▸ Exercise 1:
Can you repeat the records from their first line through the line containing "0 581 187 836", both ends included?

▸ Excerpt provided:
— begin —

Should note that especially with older and nicer home fixtures, stuff can be very energy intensive. House I grew up in had 2x 300W halogen downlights, just to light the stair well - all the indoor lighting has since been changed to LED. I think that house now has multiple three 300W heated towel rails too, and an unknown amount of underfloor heating under the bathroom tiles. It is all managed with timer's etc, so isn't too much of an issue. But one could see how one could easily consume a massive amount of power.

 

That was one thing that really annoyed me with the Casa redo, I noticed the sparkies had fitted a wall point for a heated towel rail in the new bathroom. Took them upstairs and showed them the patches where I'd removed the heated towel rails in the bathrooms, along with the I-don't-know-how-many-hundred-watt heat lamps in the ceiling. So ~1kW to light the kitchen and living room, and another half kW or so in each bathroom. Just dug up the last power bill, it was $75.39, Contact Low User.

 

Might be biased, but I love heated towel rails. Just I think a 60 - 90W unit is plenty, and that 300W is excessive.

 

I think it is pretty fair for a sparky to wire for heated towel rails by default if the walls are open, they are pritty much standard in NZ. If you don't want them a blank face plate can be installed with the wires behind so the next owner can have one installed without ripping the walls open.

— end —

▸ Entries on locating named things:
— begin —

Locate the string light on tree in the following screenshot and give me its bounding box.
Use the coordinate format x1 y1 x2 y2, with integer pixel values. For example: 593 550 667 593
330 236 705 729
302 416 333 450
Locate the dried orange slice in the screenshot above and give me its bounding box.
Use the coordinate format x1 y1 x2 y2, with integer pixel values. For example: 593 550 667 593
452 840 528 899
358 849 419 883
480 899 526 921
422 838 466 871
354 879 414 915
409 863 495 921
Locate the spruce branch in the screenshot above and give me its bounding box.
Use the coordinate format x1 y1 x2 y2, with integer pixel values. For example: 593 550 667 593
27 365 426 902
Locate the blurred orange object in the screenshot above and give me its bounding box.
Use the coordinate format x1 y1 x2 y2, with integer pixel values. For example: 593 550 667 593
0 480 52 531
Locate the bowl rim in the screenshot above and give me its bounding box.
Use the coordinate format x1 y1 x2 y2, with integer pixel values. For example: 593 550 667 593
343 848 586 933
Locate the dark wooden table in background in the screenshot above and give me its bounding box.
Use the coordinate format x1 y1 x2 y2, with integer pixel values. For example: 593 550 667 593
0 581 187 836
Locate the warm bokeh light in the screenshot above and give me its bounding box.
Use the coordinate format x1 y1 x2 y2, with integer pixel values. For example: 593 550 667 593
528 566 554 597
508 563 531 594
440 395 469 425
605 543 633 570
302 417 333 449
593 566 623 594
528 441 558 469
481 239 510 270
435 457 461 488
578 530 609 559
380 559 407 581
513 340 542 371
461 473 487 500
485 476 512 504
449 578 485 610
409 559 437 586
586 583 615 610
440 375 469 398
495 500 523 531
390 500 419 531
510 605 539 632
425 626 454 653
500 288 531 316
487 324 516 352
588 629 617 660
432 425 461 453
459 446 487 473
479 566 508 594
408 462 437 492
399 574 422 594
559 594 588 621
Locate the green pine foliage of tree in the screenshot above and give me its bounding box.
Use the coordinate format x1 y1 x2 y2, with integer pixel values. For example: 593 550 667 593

— end —

▸ Exercise 2:
In the discussion of heated towel rails, what wattage range does one commenter call plenty for a unit?

▸ Full solution 1:
Locate the string light on tree in the following screenshot and give me its bounding box.
Use the coordinate format x1 y1 x2 y2, with integer pixel values. For example: 593 550 667 593
330 236 705 729
302 416 333 450
Locate the dried orange slice in the screenshot above and give me its bounding box.
Use the coordinate format x1 y1 x2 y2, with integer pixel values. For example: 593 550 667 593
452 840 528 899
358 849 419 883
480 899 526 921
422 838 466 871
354 879 414 915
409 863 495 921
Locate the spruce branch in the screenshot above and give me its bounding box.
Use the coordinate format x1 y1 x2 y2, with integer pixel values. For example: 593 550 667 593
27 365 426 902
Locate the blurred orange object in the screenshot above and give me its bounding box.
Use the coordinate format x1 y1 x2 y2, with integer pixel values. For example: 593 550 667 593
0 480 52 531
Locate the bowl rim in the screenshot above and give me its bounding box.
Use the coordinate format x1 y1 x2 y2, with integer pixel values. For example: 593 550 667 593
343 848 586 933
Locate the dark wooden table in background in the screenshot above and give me its bounding box.
Use the coordinate format x1 y1 x2 y2, with integer pixel values. For example: 593 550 667 593
0 581 187 836

▸ Full solution 2:
60 to 90W.